Work request
Please copy every record exactly as it is written.

Supplied material
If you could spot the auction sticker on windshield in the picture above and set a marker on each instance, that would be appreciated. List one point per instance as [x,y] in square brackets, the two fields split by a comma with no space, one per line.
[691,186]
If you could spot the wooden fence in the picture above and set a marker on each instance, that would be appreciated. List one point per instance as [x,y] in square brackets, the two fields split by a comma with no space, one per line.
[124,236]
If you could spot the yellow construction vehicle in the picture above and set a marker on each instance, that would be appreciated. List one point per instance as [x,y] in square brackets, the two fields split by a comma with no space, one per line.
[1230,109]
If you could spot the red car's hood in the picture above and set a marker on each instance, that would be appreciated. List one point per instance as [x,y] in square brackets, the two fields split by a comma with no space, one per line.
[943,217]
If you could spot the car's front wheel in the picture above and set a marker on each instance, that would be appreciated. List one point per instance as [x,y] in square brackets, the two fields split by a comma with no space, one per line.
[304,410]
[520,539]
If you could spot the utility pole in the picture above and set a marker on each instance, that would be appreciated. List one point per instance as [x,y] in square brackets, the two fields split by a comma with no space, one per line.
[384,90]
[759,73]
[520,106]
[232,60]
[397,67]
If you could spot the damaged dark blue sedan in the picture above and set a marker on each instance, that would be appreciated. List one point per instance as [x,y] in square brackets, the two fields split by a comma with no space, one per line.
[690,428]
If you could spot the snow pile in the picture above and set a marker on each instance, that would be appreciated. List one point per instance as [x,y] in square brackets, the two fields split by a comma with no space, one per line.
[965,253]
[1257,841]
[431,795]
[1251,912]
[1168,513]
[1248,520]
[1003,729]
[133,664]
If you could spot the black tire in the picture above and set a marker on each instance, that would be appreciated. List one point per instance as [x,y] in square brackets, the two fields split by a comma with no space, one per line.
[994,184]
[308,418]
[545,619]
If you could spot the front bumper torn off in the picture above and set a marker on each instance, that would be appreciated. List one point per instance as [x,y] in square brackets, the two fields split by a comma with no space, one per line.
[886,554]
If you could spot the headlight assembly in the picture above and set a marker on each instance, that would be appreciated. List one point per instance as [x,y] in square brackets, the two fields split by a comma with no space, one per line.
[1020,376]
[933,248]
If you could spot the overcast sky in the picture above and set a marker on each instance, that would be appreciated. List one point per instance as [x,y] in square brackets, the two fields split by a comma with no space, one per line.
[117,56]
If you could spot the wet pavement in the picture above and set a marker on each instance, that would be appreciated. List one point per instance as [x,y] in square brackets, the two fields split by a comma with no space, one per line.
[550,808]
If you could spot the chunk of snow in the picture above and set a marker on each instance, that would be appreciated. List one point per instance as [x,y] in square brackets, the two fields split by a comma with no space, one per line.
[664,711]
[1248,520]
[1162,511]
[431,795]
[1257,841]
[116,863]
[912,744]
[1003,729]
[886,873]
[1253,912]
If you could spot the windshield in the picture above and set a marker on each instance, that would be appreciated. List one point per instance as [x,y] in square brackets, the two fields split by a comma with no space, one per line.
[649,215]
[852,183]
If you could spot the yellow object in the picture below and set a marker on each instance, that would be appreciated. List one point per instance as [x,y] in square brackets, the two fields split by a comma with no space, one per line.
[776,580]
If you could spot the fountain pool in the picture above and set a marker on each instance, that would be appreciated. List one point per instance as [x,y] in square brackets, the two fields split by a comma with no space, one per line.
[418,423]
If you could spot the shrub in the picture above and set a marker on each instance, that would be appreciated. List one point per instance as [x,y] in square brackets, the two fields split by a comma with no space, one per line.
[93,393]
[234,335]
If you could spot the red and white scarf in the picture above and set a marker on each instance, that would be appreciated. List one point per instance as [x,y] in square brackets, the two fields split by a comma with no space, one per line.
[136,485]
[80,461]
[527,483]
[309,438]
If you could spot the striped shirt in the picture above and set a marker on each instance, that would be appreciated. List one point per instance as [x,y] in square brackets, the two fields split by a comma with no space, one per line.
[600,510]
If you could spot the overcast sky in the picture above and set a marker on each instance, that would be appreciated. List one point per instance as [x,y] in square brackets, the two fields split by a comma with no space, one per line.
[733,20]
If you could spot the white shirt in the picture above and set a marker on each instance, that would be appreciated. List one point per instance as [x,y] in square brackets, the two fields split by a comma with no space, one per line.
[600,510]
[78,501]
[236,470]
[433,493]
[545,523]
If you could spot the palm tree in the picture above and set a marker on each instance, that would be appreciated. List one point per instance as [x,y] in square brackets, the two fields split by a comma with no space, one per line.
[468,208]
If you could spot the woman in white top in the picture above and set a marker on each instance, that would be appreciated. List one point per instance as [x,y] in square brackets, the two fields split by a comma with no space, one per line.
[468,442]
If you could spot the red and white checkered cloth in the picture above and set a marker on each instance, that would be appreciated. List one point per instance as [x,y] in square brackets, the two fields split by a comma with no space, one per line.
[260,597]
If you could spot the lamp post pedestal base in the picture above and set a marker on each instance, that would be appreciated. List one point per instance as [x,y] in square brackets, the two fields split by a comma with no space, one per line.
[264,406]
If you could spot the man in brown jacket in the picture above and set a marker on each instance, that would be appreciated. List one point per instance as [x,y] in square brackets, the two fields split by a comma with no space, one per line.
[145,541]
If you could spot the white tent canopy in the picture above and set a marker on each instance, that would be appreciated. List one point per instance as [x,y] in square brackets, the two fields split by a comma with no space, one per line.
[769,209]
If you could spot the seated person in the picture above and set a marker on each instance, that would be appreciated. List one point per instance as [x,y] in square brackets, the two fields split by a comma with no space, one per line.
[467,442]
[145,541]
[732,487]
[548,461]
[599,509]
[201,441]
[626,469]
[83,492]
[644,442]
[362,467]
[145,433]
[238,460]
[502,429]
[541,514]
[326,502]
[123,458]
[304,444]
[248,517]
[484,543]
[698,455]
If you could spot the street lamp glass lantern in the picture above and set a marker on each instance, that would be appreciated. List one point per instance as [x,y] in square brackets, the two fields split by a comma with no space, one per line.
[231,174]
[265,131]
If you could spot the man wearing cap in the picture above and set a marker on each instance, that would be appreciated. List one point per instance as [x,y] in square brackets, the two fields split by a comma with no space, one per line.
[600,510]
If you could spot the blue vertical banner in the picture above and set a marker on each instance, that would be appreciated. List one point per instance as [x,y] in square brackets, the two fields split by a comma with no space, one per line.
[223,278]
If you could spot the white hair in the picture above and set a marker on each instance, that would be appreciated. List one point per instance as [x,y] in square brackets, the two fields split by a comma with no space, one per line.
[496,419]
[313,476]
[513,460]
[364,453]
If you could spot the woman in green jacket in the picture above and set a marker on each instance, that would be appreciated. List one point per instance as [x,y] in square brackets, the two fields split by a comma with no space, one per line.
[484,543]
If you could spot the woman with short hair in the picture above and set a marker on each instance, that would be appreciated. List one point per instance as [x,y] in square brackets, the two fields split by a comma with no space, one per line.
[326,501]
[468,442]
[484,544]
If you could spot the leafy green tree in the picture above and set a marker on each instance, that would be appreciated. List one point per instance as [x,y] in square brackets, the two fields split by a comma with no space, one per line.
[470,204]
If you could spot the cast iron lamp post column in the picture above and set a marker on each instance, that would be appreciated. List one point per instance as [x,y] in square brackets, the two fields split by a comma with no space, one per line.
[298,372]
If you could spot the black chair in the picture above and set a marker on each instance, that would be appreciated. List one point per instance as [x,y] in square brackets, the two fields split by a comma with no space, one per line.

Result of this exercise
If you could spot the auction sticker on windshield in the picture above and set a marker on each instance, that would be appreciated. List one point per instance as [x,y] in square brackets, the two fields split by a comma with no space, one per line.
[691,186]
If you could spot the wooden fence in the picture above and set a marker on each instance, that would be appreciated. List one point per instance as [x,y] in square brackets, the two fields split by a comma with no space, one per line.
[124,236]
If you could spot the yellow construction vehicle in the picture above and set a marker on each instance, that would be appreciated. List one point per instance as [x,y] in square brackets, the two fields split by a comma with no space, one per line.
[1230,109]
If you could spot the red car's hood in the picture above and set a marker on each instance, that would be appreciated. List one point per instance as [x,y] in square brackets, the two fields split by a comma with no space, one per line.
[943,217]
If you could spot the car's front wheel in the picture above and set a marker on each instance, that would be appreciated. List one point per instance as [x,y] in square brackets, the two fields split by a comma with no space, one per line.
[304,410]
[520,539]
If you could spot the utility pole in the picture above and set a marker on each instance, that would be appreciated. List one point per instance as [x,y] in square brackets, the two fields split by a comma with no space, one per line.
[384,90]
[759,73]
[520,106]
[232,60]
[397,67]
If you could spot the damaged dark blue sedan in the picture above and set a marker on each instance, that would be appreciated. List one point per instance as [x,y] in square brackets, the two fields split by a comma with no space, one per line.
[690,428]
If you could spot the snow pile in the picture above and set a marker on each instance, that would be appreciated. List one point per instance as [x,y] in square brackets, the two fields split by a comma with no space, one per line.
[965,253]
[1257,841]
[431,795]
[1251,912]
[1168,513]
[1248,520]
[1003,729]
[133,664]
If you could spot the black tire in the picture above and set a marker on each instance, that would be appreciated. List one point per instance as [x,y] in square brackets, the two fields split by a comma with no space, one per line.
[994,184]
[308,418]
[545,619]
If you could spot the front bumper torn off in the picture above and set a marker on each instance, that would be appreciated. List one point per instance as [x,y] in square brackets, the two fields split by a comma with no space, one per line.
[886,554]
If you could spot the headlight assembly in the picture above and set a marker on each instance, that would be appreciated. List one point per instance as [x,y] in square brackets, the two fields split by a comma with no space, one per line.
[1020,376]
[933,248]
If you could spot the overcast sky in the picture above and set a marker on each instance, that would be appreciated. List one point per instance as [x,y] in square brackets, the two fields split by a comma with no space, one per line.
[117,56]
If you could spot the wet pavement in the picture above and set a marker on each instance, that would be appreciated. List one point per instance as [x,y] in square brackets, the two fields split by a comma with no space, one per line.
[550,808]
If you could spot the chunk of snow in the picture above and set a marker on each instance, that would be appreciated. List one point per instance as [x,y] in square brackets, the two fields split by a comma with no space, one per line.
[664,711]
[1248,520]
[1162,511]
[431,795]
[1257,841]
[116,863]
[912,744]
[1003,729]
[886,873]
[1253,912]
If you could spot the windshield in the picture above and set a marker on each instance, that would be appreciated. List one point per instance as [x,y] in square brackets, the two fields split by a comma with no space, one per line.
[649,215]
[852,183]
If you could spot the yellow object in the picture below and set a marker on each instance, that would be appreciated. List one point per instance as [x,y] in square brackets, the two fields split by a comma with no space, one per line.
[776,580]
If you could spot the fountain pool in the picture above and set a marker on each instance, that would be appreciated. List one point per instance as [x,y] in square brackets, the two fields split by a comma with no space, one per line.
[418,423]
If you could spot the shrub in the picture above and set a marker on each instance, that would be appreciated. List one point per instance as [x,y] in square brackets, the two fields split by a comma with no space, one per line.
[93,393]
[234,335]
If you could spot the red and white scarf in the picture above and set a marker on each instance, that would be appreciated. List one point per instance as [x,y] in square brackets, the two fields split by a comma with no space, one per line.
[136,485]
[80,461]
[527,483]
[309,438]
If you could spot the striped shirt in the picture above and set a marker on each instance, that would be appreciated. List one point per instance as [x,y] in square brackets, the two fields split by a comma with no space, one per line.
[600,510]
If you could spot the overcast sky in the picture above and set a marker on each instance, that would be appreciated. List one point per instance as [x,y] in square brackets, the two fields split by a comma with no space, one per line.
[733,20]
If you could spot the white shirt in the picture above and set a marker on each instance, that would be appreciated. List one point per instance as [x,y] in square brackets, the two fields split by a comma with no space, one per line.
[600,510]
[78,501]
[236,470]
[433,493]
[545,523]
If you could spot the palm tree in the picture above and set a marker on each instance, that would be appreciated. List one point per instance as [x,y] in square brackets, the two fields split by a comma with no space, one per line.
[468,208]
If you could spot the woman in white top in the picture above and set a marker on each instance, that would be appreciated. List one point per instance as [x,y] in square brackets, the two fields split by a comma with no space, one per line.
[468,442]
If you could spot the red and white checkered cloth in the picture above and set a marker on each instance, that would be appreciated. List one point per instance as [x,y] in square brackets, the two fields split by a comma with no space, one per line.
[260,597]
If you could spot the lamp post pedestal base in the picture above and set a marker on each instance, that would be appreciated. List one point per instance as [x,y] in square brackets, the two fields split by a comma with no space, one per line.
[264,406]
If you could spot the man in brown jacket in the picture above and set a marker on each instance, that would be appreciated. List one point per instance as [x,y] in square brackets, the two fields split by a comma with no space, one per line.
[145,541]
If you could spot the white tent canopy in the picture above and set a marker on each instance, that would be appreciated. List one point per instance as [x,y] in square brackets, the two fields split by a comma with no space, one per line.
[769,209]
If you could spot the seated person in the picture above and set a marker on each instance, that would be appreciated. List one point per instance as [x,y] in square brackets, the two fields split by a comma with no space, one per line.
[467,442]
[145,541]
[732,487]
[548,461]
[599,509]
[201,441]
[626,469]
[83,492]
[644,442]
[362,467]
[145,433]
[238,460]
[502,429]
[541,514]
[326,502]
[123,458]
[304,444]
[248,517]
[484,543]
[698,455]
If you could spot the street lamp glass lantern in the picture above and set a marker on each instance, that would be appreciated. List one point per instance as [x,y] in square brackets, the two fields split by a comma with no space, one per line.
[231,174]
[265,131]
If you could spot the man wearing cap in the picture above and set a marker on each instance, that would be appreciated. List one point per instance as [x,y] in square brackets, the two fields split by a comma with no space, one per line.
[600,510]
If you could spot the blue vertical banner in the picture above and set a marker on each instance, that would be appreciated. List one point per instance as [x,y] in square brackets, the two fields split by a comma with no space, one per line.
[223,278]
If you could spot the white hair in the picture above and set a marker on each instance, that would be appreciated. List one point per instance as [x,y] in square brackets, the two fields split by a comma with no space, one per line.
[496,419]
[313,476]
[513,460]
[364,453]
If you could spot the woman in green jacket in the picture above and set a marker on each instance, that would be appreciated. List one point per instance as [x,y] in square brackets, the two fields split by a comma with no space, one per line.
[484,543]
If you could spot the woman with short hair in the picture above and set a marker on each instance, that would be appreciated. List one point per instance as [x,y] in square brackets, the two fields split by a comma with no space, one per line.
[326,501]
[468,442]
[484,544]
If you could spot the leafy green tree in the picture above and set a marker on each instance, that would be appreciated. List one point per instance as [x,y] in square brackets, the two fields split by a comma with no space, one per line.
[470,204]
If you could spot the cast iron lamp post column in the picture above and set a marker on each instance, that would be appreciated. List one point per instance as [x,y] in square brackets, the two fields split by a comma with no space, one per line.
[298,372]
If you could spot the black chair in the picture above and set a marker on each instance, that would be appreciated. List one point per instance as [x,y] in square brackets, the two fields split by a comma with no space, one per line.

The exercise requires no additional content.